> [Aim of the exercise]
Pick out and copy every line of the records below that contains the word "woman". Case counts.
[start of Given data]
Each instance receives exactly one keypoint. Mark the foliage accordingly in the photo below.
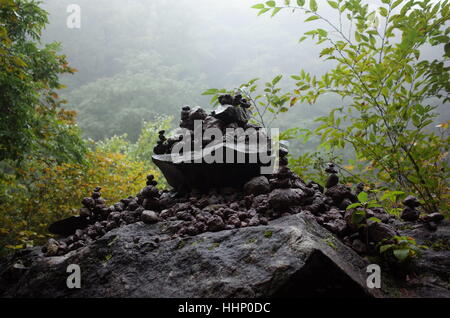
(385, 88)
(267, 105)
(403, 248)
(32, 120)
[end of Given data]
[start of Given data]
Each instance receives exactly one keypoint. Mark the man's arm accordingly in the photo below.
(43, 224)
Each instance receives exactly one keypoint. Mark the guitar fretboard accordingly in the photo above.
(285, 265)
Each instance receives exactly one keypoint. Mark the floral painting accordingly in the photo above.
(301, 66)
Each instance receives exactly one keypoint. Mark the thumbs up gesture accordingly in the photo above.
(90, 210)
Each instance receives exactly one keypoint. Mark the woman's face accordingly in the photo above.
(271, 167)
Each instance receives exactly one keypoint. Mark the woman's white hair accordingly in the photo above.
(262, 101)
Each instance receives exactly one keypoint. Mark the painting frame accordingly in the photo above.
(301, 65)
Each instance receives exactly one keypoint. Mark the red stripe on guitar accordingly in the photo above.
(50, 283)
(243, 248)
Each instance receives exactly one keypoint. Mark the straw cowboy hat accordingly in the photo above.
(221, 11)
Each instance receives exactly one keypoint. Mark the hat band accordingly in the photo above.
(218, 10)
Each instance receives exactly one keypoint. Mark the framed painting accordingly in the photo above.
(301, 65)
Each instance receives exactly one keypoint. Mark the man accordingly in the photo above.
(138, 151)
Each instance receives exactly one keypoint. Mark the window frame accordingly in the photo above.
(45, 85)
[end of Given data]
> [Task result]
Each instance receives exactly one keypoint. Mark the woman's face accordingly in the photo above.
Each instance receives exactly one keypoint. Mark the woman's white hair accordingly in the photo above.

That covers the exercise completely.